Task set –
**A.** According to the sepsis article, where does septicemia now rank among the most common diagnoses leading to hospital admissions?
**B.** Sum up the sepsis article in two sentences.
**C.** Write down the part of the sepsis article starting at "Recently, research findings, government" and ending at "its related complications.".

Document extract –
========
Recently, research findings, government action, and global public health initiatives have focused new attention on an age-old problem—sepsis, and its related complications.
Sepsis, a diagnosis that dates to ancient Greece, remains a significant public health challenge. A meta-analysis
published last year suggests there may be as many as 30 million new cases annually, resulting in more than 6 million deaths worldwide (although the authors admit that these may, in fact, be underestimates, given that they were unable to obtain data from poorer countries, where the vast majority of the world’s population lives). Here in the United States, septicemia is still one of the most common diagnoses which result in hospital stays. Data collected for the Healthcare Cost and Utilization Project
(HCUP), and posted in June 2017, indicates that hospital stays related to septicemia increased from 518,000 in 2005 to 1.514 million in 2014 (accounting for 4.3% of hospital stays)—an increase of 192.3%.
Although HCUP reports that, overall, hospital stays declined 6.6% over the analysis period, septicemia now ranks third among the most common diagnoses leading to admissions, behind pregnancy and neonatal care. Interestingly, given the ongoing rhetoric surrounding the cost of healthcare
in the 50 states, it is worth noting that the mean cost per hospital stay increased 12.7% from 2005 to 2014, according to HCUP. Although there is no specific data on the cost of hospital stays associated with septicemia, HCUP found that costs associated with “medical” hospitalizations increased 11.4% during the analysis period.
Meanwhile, the Global Sepsis Alliance
(GSA) estimates that sepsis causes half of all hospital deaths in the United States, and that the disease accounts for $24 billion in hospital costs.
With that in mind, the World Health Organization (WHO), during its most recent World Health Assembly in May 2017, approved a resolution calling for new efforts to improve the prevention, diagnosis, and management of sepsis. The resolution urges countries to implement national action plans to tackle sepsis; launch initiatives to improve access to clean water, sanitation, and hygiene to reduce the number of new cases; continue efforts to combat antimicrobial resistance (via stewardship) in order to help improve sepsis treatment outcomes; and to work with professional societies to develop guidelines on the diagnosis and management of sepsis. The resolution also calls for WHO to publish epidemiologic data on sepsis and release treatment protocols.
========
Information supplied –
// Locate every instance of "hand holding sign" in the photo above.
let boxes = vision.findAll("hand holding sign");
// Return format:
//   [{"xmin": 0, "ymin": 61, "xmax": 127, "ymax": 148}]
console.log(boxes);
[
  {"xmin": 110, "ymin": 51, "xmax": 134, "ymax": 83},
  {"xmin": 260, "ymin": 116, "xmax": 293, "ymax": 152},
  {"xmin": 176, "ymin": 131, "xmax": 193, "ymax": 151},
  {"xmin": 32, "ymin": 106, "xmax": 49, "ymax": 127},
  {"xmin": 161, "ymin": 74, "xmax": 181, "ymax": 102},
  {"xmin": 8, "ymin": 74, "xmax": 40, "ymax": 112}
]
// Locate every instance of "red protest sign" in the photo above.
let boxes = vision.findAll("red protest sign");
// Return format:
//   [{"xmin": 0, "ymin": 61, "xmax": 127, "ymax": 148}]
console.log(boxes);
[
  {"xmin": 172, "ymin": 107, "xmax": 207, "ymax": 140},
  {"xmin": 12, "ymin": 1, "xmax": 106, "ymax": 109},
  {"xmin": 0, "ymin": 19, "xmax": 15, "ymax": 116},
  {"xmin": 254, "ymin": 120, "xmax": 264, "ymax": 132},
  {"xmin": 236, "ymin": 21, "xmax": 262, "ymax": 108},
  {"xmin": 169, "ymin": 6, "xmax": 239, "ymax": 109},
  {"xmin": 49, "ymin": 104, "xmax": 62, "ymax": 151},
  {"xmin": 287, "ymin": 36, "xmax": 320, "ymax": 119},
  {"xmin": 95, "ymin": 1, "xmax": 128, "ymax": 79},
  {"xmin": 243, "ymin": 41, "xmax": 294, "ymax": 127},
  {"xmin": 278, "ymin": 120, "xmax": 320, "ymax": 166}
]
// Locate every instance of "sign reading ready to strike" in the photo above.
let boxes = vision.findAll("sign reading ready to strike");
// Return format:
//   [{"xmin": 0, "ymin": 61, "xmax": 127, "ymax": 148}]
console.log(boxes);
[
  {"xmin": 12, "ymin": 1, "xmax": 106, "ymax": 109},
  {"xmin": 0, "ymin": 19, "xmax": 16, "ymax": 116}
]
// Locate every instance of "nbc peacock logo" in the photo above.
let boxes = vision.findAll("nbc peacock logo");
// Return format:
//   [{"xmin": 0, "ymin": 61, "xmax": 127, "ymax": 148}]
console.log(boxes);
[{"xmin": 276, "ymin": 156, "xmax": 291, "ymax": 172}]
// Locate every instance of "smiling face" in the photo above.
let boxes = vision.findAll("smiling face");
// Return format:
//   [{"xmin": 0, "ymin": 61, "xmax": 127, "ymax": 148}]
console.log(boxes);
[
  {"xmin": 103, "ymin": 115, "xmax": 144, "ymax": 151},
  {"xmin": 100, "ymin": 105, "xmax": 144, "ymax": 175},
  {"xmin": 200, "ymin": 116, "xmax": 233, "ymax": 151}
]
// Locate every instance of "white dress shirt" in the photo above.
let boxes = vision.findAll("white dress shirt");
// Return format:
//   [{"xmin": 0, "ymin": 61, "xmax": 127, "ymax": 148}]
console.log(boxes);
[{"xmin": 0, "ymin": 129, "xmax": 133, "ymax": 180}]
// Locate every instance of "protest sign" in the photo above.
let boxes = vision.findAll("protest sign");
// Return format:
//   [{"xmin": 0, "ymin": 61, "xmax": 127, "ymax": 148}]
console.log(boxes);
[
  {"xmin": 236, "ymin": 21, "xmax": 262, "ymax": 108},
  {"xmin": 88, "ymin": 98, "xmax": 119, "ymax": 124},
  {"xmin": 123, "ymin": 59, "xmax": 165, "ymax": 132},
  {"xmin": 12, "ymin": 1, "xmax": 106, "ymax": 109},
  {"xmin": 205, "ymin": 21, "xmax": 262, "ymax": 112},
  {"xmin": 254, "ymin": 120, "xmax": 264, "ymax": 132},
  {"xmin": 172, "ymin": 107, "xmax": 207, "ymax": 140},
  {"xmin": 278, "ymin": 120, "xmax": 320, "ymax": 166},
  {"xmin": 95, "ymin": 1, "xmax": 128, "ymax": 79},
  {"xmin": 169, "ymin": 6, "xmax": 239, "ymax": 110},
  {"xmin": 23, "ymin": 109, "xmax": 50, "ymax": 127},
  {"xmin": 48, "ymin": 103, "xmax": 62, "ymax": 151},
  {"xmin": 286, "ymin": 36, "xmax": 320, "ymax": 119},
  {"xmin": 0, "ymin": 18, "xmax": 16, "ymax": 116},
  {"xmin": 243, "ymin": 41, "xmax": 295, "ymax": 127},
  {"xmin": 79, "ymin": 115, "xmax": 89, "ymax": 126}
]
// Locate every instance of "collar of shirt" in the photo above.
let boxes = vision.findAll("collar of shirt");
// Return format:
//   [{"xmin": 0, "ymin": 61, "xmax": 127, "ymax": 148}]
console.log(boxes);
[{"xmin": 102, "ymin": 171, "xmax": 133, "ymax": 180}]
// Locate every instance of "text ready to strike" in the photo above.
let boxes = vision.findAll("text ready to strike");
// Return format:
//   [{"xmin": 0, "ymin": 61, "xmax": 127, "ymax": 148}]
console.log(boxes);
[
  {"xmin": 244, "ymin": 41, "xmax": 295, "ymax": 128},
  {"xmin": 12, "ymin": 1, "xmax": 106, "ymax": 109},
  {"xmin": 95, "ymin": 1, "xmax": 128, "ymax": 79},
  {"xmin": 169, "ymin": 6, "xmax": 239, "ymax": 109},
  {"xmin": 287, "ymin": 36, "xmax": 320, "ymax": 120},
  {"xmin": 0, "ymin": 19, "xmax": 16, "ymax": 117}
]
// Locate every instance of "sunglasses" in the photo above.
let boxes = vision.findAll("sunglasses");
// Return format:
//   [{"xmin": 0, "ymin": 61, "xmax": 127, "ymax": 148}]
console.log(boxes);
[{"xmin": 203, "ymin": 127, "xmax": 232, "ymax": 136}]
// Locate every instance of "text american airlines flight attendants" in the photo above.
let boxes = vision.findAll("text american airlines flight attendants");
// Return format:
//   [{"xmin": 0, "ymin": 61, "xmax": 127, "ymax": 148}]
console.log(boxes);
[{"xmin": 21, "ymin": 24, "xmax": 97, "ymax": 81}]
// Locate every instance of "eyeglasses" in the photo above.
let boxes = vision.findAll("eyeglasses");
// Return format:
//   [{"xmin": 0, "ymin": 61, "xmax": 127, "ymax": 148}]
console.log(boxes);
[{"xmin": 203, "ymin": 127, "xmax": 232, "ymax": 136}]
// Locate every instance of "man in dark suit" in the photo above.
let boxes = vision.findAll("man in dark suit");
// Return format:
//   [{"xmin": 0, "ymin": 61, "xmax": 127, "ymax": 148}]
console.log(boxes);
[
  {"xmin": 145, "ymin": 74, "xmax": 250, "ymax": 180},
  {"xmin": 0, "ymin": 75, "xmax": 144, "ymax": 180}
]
========
Answers in order –
**A.** Third, behind pregnancy and neonatal care.

**B.** Sepsis remains a significant public health challenge: a meta-analysis suggests as many as 30 million new cases and more than 6 million deaths worldwide each year, and U.S. hospital stays related to septicemia rose 192.3% from 2005 to 2014. In May 2017 the World Health Organization's World Health Assembly approved a resolution calling for new efforts to improve the prevention, diagnosis, and management of sepsis.

**C.**
Recently, research findings, government action, and global public health initiatives have focused new attention on an age-old problem—sepsis, and its related complications.